EXERCISE GOAL: Copy out the whole listing exactly as written, leaving the pictures behind.

Location labeling records:
-- -- --

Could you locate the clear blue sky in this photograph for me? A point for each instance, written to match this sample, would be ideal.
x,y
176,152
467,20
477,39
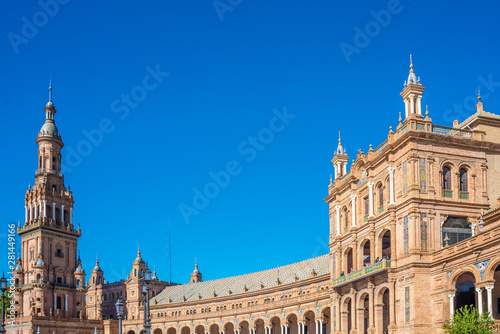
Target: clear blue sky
x,y
228,68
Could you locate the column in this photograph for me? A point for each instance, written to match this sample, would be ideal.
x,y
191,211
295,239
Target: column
x,y
370,197
353,204
391,184
489,290
337,212
354,313
337,314
479,300
392,301
452,305
371,308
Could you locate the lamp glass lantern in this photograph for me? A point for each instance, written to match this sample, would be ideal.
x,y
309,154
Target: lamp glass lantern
x,y
3,283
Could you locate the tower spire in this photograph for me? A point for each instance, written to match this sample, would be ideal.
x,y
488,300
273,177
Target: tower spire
x,y
412,93
50,90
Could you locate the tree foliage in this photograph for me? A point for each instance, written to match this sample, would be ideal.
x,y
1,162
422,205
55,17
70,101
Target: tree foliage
x,y
467,320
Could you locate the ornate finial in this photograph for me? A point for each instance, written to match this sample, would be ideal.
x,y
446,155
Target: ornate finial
x,y
50,90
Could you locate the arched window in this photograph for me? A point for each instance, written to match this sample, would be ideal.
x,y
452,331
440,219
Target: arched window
x,y
455,230
446,178
463,180
381,196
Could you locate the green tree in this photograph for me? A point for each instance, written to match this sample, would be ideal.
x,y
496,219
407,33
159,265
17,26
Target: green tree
x,y
467,320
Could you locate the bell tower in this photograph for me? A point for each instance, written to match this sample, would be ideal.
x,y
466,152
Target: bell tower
x,y
412,94
54,281
340,160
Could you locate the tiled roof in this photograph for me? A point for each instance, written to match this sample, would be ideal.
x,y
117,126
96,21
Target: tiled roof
x,y
480,113
287,274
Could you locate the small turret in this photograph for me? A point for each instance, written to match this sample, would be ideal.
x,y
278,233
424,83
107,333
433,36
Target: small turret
x,y
340,160
196,274
412,94
97,275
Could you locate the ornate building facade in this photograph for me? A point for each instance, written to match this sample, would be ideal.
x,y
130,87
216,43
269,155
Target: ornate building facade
x,y
414,235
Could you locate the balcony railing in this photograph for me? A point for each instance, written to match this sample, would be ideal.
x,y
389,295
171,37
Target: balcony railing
x,y
451,131
47,170
379,266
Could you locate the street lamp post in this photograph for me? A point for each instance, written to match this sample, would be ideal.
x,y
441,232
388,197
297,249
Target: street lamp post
x,y
145,291
119,314
3,287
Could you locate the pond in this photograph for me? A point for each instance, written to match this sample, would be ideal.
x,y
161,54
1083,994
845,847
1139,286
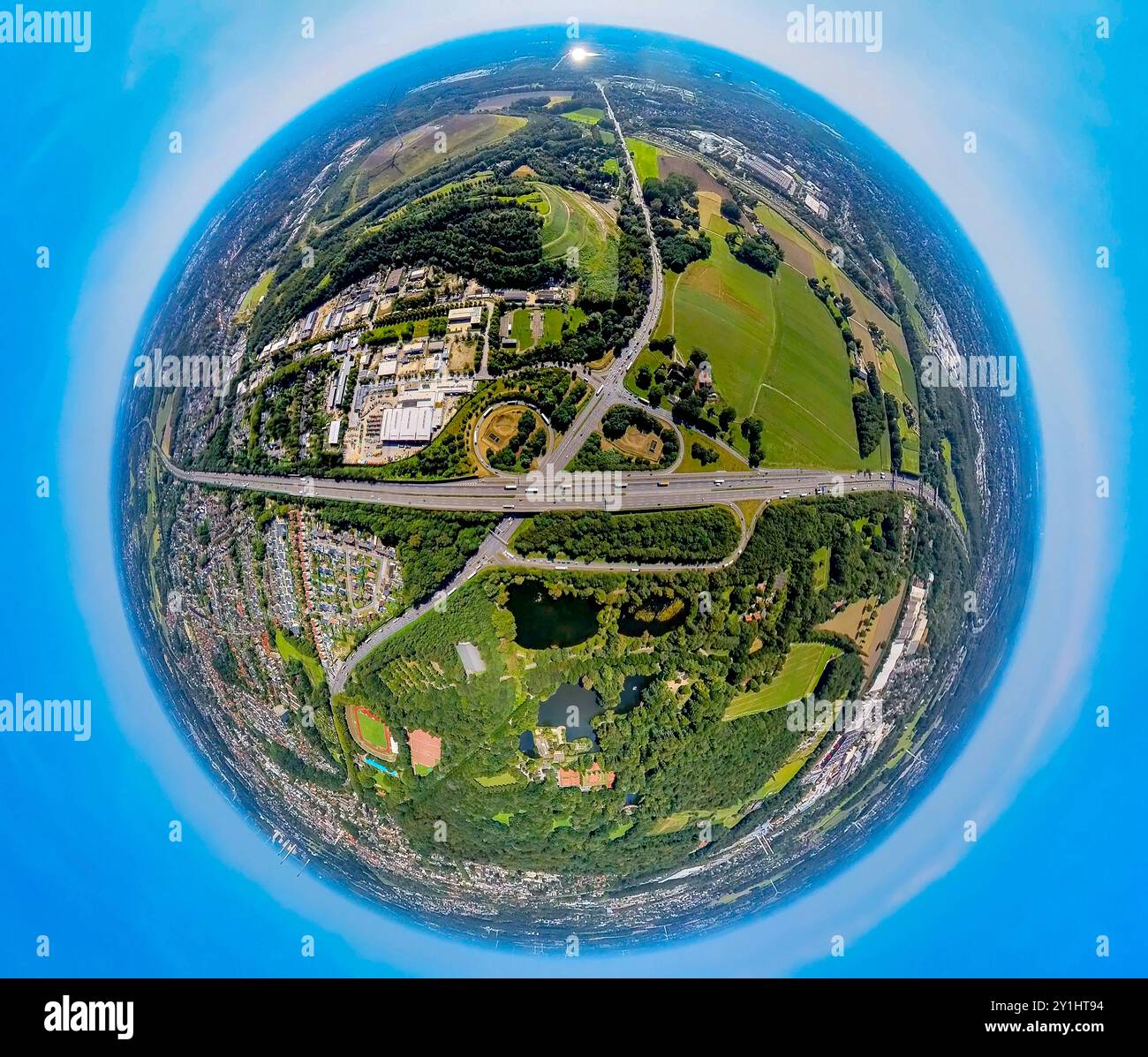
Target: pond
x,y
631,623
540,621
570,706
631,690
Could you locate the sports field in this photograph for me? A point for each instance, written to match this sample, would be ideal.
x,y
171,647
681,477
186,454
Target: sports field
x,y
573,221
800,673
368,730
646,159
776,353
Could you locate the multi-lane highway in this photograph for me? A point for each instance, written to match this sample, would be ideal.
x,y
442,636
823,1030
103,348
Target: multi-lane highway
x,y
524,496
550,488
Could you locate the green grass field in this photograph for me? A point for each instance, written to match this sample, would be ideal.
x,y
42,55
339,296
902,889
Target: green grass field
x,y
372,730
946,450
494,781
585,116
290,651
800,673
520,328
776,353
646,159
416,153
726,458
573,219
646,359
253,298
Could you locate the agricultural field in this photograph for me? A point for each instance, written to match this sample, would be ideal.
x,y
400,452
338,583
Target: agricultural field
x,y
954,493
869,623
253,298
726,459
572,219
508,99
799,675
413,153
804,253
585,115
646,159
636,444
775,351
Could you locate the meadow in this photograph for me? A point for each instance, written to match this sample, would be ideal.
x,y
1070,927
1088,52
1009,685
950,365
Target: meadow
x,y
799,675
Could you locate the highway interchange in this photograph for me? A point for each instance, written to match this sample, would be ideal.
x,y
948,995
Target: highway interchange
x,y
550,488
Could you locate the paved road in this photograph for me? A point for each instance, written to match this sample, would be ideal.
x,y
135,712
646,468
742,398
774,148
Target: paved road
x,y
611,383
495,544
528,495
517,497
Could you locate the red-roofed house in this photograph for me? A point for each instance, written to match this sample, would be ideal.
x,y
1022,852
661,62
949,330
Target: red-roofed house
x,y
595,778
426,750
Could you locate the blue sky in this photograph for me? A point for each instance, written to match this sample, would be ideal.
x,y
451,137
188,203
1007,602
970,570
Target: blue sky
x,y
91,177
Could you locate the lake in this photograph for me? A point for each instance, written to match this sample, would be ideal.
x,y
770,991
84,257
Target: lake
x,y
542,623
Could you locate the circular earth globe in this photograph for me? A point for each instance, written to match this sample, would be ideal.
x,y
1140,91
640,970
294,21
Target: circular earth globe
x,y
566,496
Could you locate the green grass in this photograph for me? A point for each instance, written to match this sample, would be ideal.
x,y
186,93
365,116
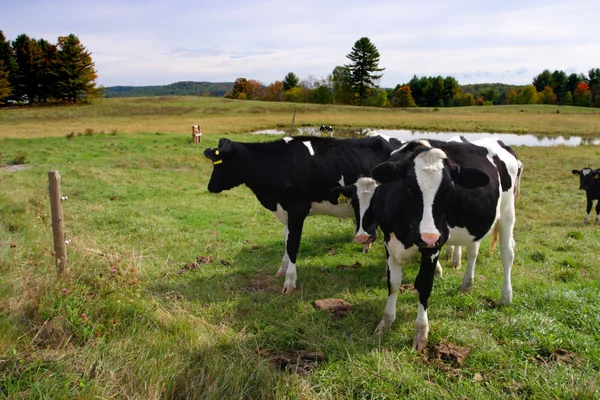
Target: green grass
x,y
139,212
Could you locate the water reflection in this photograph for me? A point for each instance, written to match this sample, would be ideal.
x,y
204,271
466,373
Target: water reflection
x,y
510,139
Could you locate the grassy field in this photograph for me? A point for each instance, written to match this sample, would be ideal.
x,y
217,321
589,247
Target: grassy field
x,y
172,292
221,116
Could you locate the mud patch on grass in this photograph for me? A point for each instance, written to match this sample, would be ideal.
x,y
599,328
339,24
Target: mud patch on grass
x,y
448,353
337,308
300,362
559,356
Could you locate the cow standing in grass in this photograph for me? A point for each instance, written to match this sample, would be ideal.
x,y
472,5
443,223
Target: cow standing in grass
x,y
438,193
292,178
589,180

-- -- --

SOLUTION BELOW:
Could you locate the clear blue sky in this photograph for me? A point for each instance, written to match this sample, would be ideal.
x,y
176,152
467,20
477,39
Target: clear blue sky
x,y
228,68
Could you locate the column in this photograph for me? A point for each instance, written to match this sample, would be ideal.
x,y
191,211
295,239
Target: column
x,y
370,197
353,204
391,184
489,290
337,212
354,313
337,314
479,300
392,301
452,305
371,308
Could you locate the lamp glass lantern in this photograph for me? A point for each instance, written to match this sample, would be ideal.
x,y
309,154
Target: lamp glass lantern
x,y
3,283
Could you locate the tower spire in this photograph for me? A point for each instance, written to match this sample, would be ideal.
x,y
488,300
273,177
Target: tower spire
x,y
412,93
50,90
Could you locate the tree foliage in this photograph for me? A point for each instance, written to match this sample, would be ideal.
x,y
1,162
422,205
55,17
70,101
Target: tree foliage
x,y
467,320
Could you locate the ornate finial in this photograph for me? A point for each instance, written to match this sample, would be ideal.
x,y
446,155
Target: ornate finial
x,y
50,90
Could you locate the arched window in this photograph for me? A point for each instance, written to match this sample, would be ideal.
x,y
452,331
440,219
Target: arched window
x,y
455,230
446,178
463,180
381,196
Could you locate the green tree in this photograph for me? A point for each instance, written to match this sample, would be ideal.
x,y
496,219
407,33
159,265
17,26
Target: green tree
x,y
467,320
Could you locate the bell tower in this photograph for me? A point for each instance, written to match this sample, would be ideal.
x,y
466,152
Target: bell tower
x,y
412,94
54,281
340,160
Could you locate the tiled roof in this photograph for me? A point for each instance, written to match this sample, would be ideal.
x,y
117,126
96,21
Target: tiled roof
x,y
480,113
287,274
Could you locate the small turret in this photograph for me? A point for each instance, written to match this sample, would be ideal.
x,y
278,233
424,83
107,333
433,36
Target: small turret
x,y
340,160
196,274
412,94
97,275
Could you locate the ornate building facade in this photograph for me? A point for each instance, written to match this sample, would be ideal.
x,y
130,87
216,43
269,155
Target: ornate building facade
x,y
414,235
Could you locate the balcony railing in this photograph for me? A point for each instance, written to match this sample, would be ideal.
x,y
389,295
171,37
Target: balcony railing
x,y
451,131
47,170
379,266
Could you locate the street lamp post in this photograph for me? A point for each instance, written to match this sample, would be ideal.
x,y
441,232
388,197
297,249
Target: street lamp post
x,y
145,291
119,314
3,287
Could you locate the pond in this photograph for me? A point for each instance, written to match this sample, would be ideal.
x,y
161,54
1083,994
845,847
1139,286
Target: pond
x,y
631,623
540,621
570,706
631,690
Could you locate the sports field in this photograph for me? A point for each instance, written to match this sample, would be ideal.
x,y
171,647
681,477
186,454
Target: sports field
x,y
573,221
800,673
368,730
646,159
776,353
Could you locate the multi-lane highway in this photograph for me? A point for each instance, written to match this sample, would be ideal.
x,y
442,636
823,1030
103,348
Target: multi-lane highway
x,y
524,496
550,488
Could you locate the green grass field in this photograph for me? A point for each instance, written to match this sample, would be ideal.
x,y
42,55
339,296
902,889
Target: green grass field
x,y
372,730
946,450
494,781
585,116
290,651
800,673
520,328
776,353
646,159
416,153
726,458
573,219
646,359
253,298
Could you locate the agricultural field in this photograph for me? A point for each instance, written to match this sample, would be ideal.
x,y
400,452
338,583
Target: agricultural field
x,y
954,493
869,623
253,298
726,459
572,219
508,99
799,675
413,153
804,253
585,115
646,159
636,444
775,351
Could you locate the meadow in this photograph for me? A point for each instance, written to match this sample, would be ideal.
x,y
1070,927
1088,52
1009,685
950,365
Target: meadow
x,y
799,675
Could you locate the highway interchange in this photograph for me? A point for each instance, written to match this sample, would be ideal.
x,y
948,995
Target: highway interchange
x,y
550,488
Could you locate the paved road in this photograph for me? A point for each instance, written to match this sample, would be ideal.
x,y
135,712
646,468
742,398
774,148
Target: paved road
x,y
611,383
495,544
528,495
517,497
Could you locate the red-roofed house in this photograph for me? A point for each instance, written to match this sample, would be ideal.
x,y
1022,852
661,62
949,330
Target: red-roofed house
x,y
595,778
426,750
Could you locate the blue sky in this photograph for me? A point for each instance, written to match this sample, would be ideal.
x,y
451,137
188,203
1007,602
970,570
Target: blue sky
x,y
91,177
Could you locate the lake in this photograph for me? A point for each instance, written to match this sample, would be ideal.
x,y
770,991
84,257
Target: lake
x,y
542,623
Could you locate the circular earth globe in this photograph for me? A point for each instance, written to match this sample, would be ideal.
x,y
1140,91
640,970
294,21
Target: circular earth globe
x,y
566,496
Could you locate the green grass in this photograph for me? A point for each instance, written to match this sample, would be ideal.
x,y
186,93
365,116
Target: green grass
x,y
139,212
Could you locate the water reflection in this photograph for me? A point for each instance, written to match this sample, would be ideal.
x,y
204,271
466,373
Target: water reflection
x,y
510,139
Could you locate the grassy field in this photograph for me? A point for each instance, written to match this sample, would be ideal.
x,y
217,321
589,247
Target: grassy field
x,y
172,292
221,116
Could you locate the mud patch on grass in this photograph for me? A point for each instance, written to match this sample, would be ideal.
x,y
599,328
339,24
Target: mud patch on grass
x,y
448,353
337,308
300,362
559,356
Could you locate the cow standing in grass in this photograph for me? A point for each instance, written to match this sample, would be ideal.
x,y
472,5
443,223
Target: cow standing in grass
x,y
438,193
292,178
589,180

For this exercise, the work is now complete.